++++ Fragmento facilitado ++++
13 Jul Domingo XV del T. O. “Salió el sembrador a sembrar”
“Está embotado el corazón de este pueblo, son duros de oído, han cerrado los ojos”. El mal de los creyentes que, al fin y al cabo, es el mal humano, es la dureza de oído y de corazón. La resistencia a acoger al otro, sus ideas, sus necesidades o sus consejos. A Dios también le pasa… quiere comunicarse con su Pueblo, con sus hijos, y experimenta que no es posible. Su mensaje no llega ni es acogido. La parábola del sembrador da cuenta de que la misma semilla puede dar mucho fruto (en algunas tierras), poco en otras, y ninguno en otros lugares. Todo depende de cómo es acogida, de la preparación de la tierra. Es interesante pensar esto: ¿mi vida es tierra buena dispuesta a acoger la semilla de la Palabra de Dios? ¿Mis opciones, mis gustos, mis prioridades… son compatibles con la Palabra evangélica o pueden convertirse a veces en terreno pedregoso que dificulte la acogida? Habrá que desempedrar… No basta con acoger la Palabra con alegría o ir a la Eucaristía con gozo porque me gusta la música que suena o el sacerdote que habla… si no hay raíz, la semilla se seca. Si no hay constancia, lo sembrado se agosta. Ojalá creemos las condiciones buenas para que la fe arraigue en nosotros y nos dejemos modelar por Dios. La fe es un injerto -por seguir con la metáfora botánica- pero un injerto que transforma nuestra esencia, que toma posesión de nosotros y va “haciéndonos suyos” poco a poco, si nos dejamos.
++++
Orden de trabajo A ::
Responde con lo que dice la reflexión sobre la parábola del sembrador:
(i) ¿Cuál es el mal de los creyentes?
(ii) ¿De qué depende el fruto de la semilla?
(iii) ¿Qué le pasa a la semilla si no hay raíz?
Orden de trabajo B ::
Prolonga la reflexión sobre la parábola del sembrador a partir de su última frase.
Los datos provienen de una fuente distinta a la de la reflexión.
++++ Datos mostrados ++++
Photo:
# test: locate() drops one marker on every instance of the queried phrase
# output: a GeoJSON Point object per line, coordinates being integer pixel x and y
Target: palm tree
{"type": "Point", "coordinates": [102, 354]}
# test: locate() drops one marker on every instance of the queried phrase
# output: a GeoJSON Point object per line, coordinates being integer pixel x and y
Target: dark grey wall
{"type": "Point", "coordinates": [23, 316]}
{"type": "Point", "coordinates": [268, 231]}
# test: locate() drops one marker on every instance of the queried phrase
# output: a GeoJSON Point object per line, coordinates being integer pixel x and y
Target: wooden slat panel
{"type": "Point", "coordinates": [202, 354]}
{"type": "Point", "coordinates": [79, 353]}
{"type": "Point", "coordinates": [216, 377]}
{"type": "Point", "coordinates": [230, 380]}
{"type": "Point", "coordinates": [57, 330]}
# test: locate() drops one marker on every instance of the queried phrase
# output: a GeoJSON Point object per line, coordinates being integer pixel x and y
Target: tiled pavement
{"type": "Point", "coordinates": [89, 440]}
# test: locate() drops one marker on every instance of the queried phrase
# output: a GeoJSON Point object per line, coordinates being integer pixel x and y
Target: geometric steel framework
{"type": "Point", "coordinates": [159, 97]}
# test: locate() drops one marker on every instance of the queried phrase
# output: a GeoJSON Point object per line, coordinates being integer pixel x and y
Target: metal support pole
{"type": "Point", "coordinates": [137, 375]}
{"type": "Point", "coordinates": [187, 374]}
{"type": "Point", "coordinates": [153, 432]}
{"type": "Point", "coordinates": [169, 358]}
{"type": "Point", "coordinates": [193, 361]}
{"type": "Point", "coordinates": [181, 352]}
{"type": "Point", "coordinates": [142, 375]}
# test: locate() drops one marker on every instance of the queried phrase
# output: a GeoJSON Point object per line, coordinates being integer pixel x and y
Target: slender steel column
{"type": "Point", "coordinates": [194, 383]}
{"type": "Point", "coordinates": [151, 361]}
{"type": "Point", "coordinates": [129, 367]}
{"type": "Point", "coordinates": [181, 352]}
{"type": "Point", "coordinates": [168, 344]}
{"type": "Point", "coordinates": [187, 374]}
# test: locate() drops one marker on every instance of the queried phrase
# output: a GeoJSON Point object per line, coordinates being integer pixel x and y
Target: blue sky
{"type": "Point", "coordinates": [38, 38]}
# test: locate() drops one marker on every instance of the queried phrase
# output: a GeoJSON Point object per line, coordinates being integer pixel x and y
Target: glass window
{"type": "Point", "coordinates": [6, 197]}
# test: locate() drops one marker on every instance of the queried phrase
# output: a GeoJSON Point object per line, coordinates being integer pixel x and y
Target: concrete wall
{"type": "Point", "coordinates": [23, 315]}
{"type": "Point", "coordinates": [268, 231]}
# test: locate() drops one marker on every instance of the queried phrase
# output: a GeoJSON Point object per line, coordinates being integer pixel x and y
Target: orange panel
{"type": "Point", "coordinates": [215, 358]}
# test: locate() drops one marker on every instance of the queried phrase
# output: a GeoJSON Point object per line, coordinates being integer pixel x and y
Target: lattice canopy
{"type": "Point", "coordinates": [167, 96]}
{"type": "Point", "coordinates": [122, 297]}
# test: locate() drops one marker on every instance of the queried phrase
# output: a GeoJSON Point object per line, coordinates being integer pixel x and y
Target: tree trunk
++++
Resultado del ejercicio A ::
(i) La dureza de oído y de corazón.
(ii) De cómo es acogida, de la preparación de la tierra.
(iii) Se seca.

Resultado del ejercicio B ::
Esta semana leíamos la elección de los Apóstoles en San Mateo y Jesús, en este pasaje, “da autoridad a los apóstoles para expulsar malos espíritus y curar toda enfermedad y dolencia”. Es decir, Mateo asocia la llamada del seguimiento a Jesús con la tarea de sanar y expulsar espíritus: preocuparme de mis hermanos, de mi prójimo. La fe no es un don individualista, sino un don de Dios que nos pide estar disponibles para los hermanos. Por eso es bueno que me pregunte: ¿Vivo la fe para mí mismo, para mi tranquilidad y bienestar? ¿O soy instrumento de consuelo y sanación para otros? ¿A quién consuela y sana mi fe? ¿Qué malos espíritus ahuyenta? Y es que olvidar esto, es renunciar al sentido social y comunitario de la fe cristiana que le es esencial e irrenunciable. Somos Pueblo de Dios, y seguimos a Cristo como comunidad y en comunidades. Habrá que recordarlo. Hay grupos demasiado encantados de “conocerse a sí mismos” y enamorados de su forma y metodología. Pero lo importante no es eso, sino sanar, expulsar espíritus malignos y ayudar a los hermanos dejando que la Palabra buena se siembre en ellos y dé frutos, en unos 60, en otros 90 y en otros 100. El que tenga oídos para oír, que oiga.